**TO DO**. The entries below are to be written out again without alteration.

**DATA SHOWN**.

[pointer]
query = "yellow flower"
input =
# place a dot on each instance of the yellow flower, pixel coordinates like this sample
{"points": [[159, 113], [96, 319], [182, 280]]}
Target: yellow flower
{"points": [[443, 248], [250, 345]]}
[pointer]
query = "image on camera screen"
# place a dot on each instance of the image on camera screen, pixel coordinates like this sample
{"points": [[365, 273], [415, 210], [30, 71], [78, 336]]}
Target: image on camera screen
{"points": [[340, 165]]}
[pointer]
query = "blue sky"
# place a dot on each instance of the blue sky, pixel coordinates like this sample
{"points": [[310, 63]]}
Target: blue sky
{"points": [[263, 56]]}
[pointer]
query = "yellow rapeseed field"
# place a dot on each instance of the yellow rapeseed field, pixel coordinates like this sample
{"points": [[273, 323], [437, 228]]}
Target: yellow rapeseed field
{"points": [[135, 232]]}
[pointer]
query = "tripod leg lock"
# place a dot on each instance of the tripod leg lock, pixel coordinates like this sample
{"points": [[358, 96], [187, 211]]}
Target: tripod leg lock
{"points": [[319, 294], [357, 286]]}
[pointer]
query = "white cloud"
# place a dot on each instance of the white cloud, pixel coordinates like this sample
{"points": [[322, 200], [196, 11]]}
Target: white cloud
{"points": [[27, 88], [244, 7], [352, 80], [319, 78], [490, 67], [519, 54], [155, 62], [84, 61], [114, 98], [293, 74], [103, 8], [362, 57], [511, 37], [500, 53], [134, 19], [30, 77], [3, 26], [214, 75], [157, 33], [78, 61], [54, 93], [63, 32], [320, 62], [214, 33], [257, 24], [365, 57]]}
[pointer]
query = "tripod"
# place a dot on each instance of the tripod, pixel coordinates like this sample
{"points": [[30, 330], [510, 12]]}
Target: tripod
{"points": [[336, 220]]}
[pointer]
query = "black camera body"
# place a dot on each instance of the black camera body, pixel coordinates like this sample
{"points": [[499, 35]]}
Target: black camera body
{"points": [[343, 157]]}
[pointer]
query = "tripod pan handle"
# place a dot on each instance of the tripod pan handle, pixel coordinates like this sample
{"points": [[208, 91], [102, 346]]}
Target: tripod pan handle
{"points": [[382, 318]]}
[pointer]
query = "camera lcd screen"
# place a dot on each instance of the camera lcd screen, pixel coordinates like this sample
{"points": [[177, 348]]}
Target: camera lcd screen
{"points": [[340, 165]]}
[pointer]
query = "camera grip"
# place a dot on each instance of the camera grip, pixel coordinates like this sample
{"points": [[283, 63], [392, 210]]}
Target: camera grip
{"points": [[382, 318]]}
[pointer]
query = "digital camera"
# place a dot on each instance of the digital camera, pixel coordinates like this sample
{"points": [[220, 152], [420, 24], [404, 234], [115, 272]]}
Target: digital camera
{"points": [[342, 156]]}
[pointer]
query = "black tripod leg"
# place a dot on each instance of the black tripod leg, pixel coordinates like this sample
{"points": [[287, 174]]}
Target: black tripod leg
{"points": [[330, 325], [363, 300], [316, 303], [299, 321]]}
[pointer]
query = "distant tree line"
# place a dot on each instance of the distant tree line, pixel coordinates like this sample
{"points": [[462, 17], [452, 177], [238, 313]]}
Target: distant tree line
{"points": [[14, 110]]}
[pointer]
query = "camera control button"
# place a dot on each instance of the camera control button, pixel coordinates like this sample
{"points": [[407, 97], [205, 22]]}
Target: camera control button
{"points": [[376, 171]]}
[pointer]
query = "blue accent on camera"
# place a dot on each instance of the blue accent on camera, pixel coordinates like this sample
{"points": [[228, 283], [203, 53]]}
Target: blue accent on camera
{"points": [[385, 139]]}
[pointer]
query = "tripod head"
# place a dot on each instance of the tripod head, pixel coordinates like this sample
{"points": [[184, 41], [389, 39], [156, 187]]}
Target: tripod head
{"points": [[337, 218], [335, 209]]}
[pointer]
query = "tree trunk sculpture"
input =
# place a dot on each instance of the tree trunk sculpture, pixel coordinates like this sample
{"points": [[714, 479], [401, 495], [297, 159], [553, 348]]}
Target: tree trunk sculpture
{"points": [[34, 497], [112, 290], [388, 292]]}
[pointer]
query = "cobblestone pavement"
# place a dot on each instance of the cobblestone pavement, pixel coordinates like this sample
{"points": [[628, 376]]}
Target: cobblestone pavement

**ANSWER FOR THE TASK**.
[pointer]
query = "yellow flower"
input =
# place a dot on each instance of the yellow flower, pixel coordinates like this sample
{"points": [[159, 113], [96, 319], [182, 280]]}
Target: yellow flower
{"points": [[443, 248], [250, 345]]}
[pointer]
query = "image on camera screen"
# place a dot on each instance of the image on camera screen, pixel coordinates like this sample
{"points": [[365, 273], [415, 210], [30, 71], [78, 336]]}
Target: image on camera screen
{"points": [[340, 165]]}
[pointer]
query = "blue sky"
# place a dot on each instance of the blue sky, pixel coordinates like this sample
{"points": [[310, 63]]}
Target: blue sky
{"points": [[263, 56]]}
[pointer]
query = "yellow rapeseed field"
# place a dot on each instance of the yellow rapeseed field, pixel coordinates like this sample
{"points": [[273, 323], [437, 228]]}
Target: yellow rapeseed field
{"points": [[135, 232]]}
[pointer]
query = "tripod leg lock"
# place a dot on each instance of the tripod leg lock, pixel coordinates like this sample
{"points": [[358, 96], [187, 211]]}
Target: tripod leg lock
{"points": [[319, 294], [357, 286]]}
[pointer]
query = "white cloud"
# place a dot on each instance of the white cloud, pixel coordinates like this sample
{"points": [[322, 200], [196, 11]]}
Target: white cloud
{"points": [[27, 88], [244, 7], [352, 80], [319, 78], [490, 67], [519, 54], [155, 62], [84, 61], [114, 98], [293, 74], [103, 8], [362, 57], [511, 37], [500, 53], [134, 19], [30, 77], [3, 26], [214, 75], [157, 33], [78, 61], [54, 93], [63, 32], [320, 62], [214, 33], [257, 24], [365, 57]]}
[pointer]
query = "tripod"
# place a dot on each instance of the tripod, pixel coordinates like this sample
{"points": [[30, 330], [510, 12]]}
Target: tripod
{"points": [[336, 220]]}
[pointer]
query = "black camera body"
# place a dot on each instance of the black camera body, pixel coordinates like this sample
{"points": [[499, 35]]}
Target: black camera body
{"points": [[343, 157]]}
[pointer]
query = "tripod pan handle"
# place a dot on each instance of the tripod pan handle, pixel coordinates like this sample
{"points": [[208, 91], [102, 346]]}
Target: tripod pan handle
{"points": [[382, 318]]}
[pointer]
query = "camera lcd screen"
# place a dot on each instance of the camera lcd screen, pixel coordinates like this sample
{"points": [[177, 348]]}
Target: camera lcd screen
{"points": [[340, 165]]}
[pointer]
query = "camera grip"
# place a dot on each instance of the camera grip, pixel coordinates like this sample
{"points": [[283, 63], [392, 210]]}
Target: camera grip
{"points": [[382, 318]]}
[pointer]
query = "digital camera"
# place a dot on each instance of the digital camera, pixel coordinates like this sample
{"points": [[220, 152], [420, 24], [404, 234], [115, 272]]}
Target: digital camera
{"points": [[342, 156]]}
[pointer]
query = "black tripod leg"
# place a dot on each instance of the black tripod leg, pixel coordinates like this sample
{"points": [[287, 174]]}
Target: black tripod leg
{"points": [[330, 325], [363, 300], [316, 303], [299, 321]]}
[pointer]
query = "distant tree line"
# place a dot on each instance of the distant tree line, pixel coordinates like this sample
{"points": [[462, 17], [452, 177], [238, 313]]}
Target: distant tree line
{"points": [[14, 110]]}
[pointer]
query = "camera control button"
# place a dot on each instance of the camera control button, pixel coordinates like this sample
{"points": [[407, 97], [205, 22]]}
Target: camera control button
{"points": [[376, 171]]}
[pointer]
query = "blue accent on camera"
# place a dot on each instance of the blue accent on camera, pixel coordinates like this sample
{"points": [[228, 283], [203, 53]]}
Target: blue accent on camera
{"points": [[385, 139]]}
[pointer]
query = "tripod head"
# place a dot on each instance of the tripod head, pixel coordinates like this sample
{"points": [[184, 41], [389, 39], [156, 187]]}
Target: tripod head
{"points": [[337, 218], [335, 209]]}
[pointer]
query = "tree trunk sculpture"
input =
# place a dot on each instance of the tree trunk sculpture, pixel coordinates like this sample
{"points": [[714, 479], [401, 495], [297, 159], [553, 348]]}
Target: tree trunk sculpture
{"points": [[34, 497], [112, 290], [388, 292]]}
[pointer]
query = "cobblestone pavement"
# place a dot on each instance of the cobblestone pavement, pixel coordinates like this sample
{"points": [[628, 376]]}
Target: cobblestone pavement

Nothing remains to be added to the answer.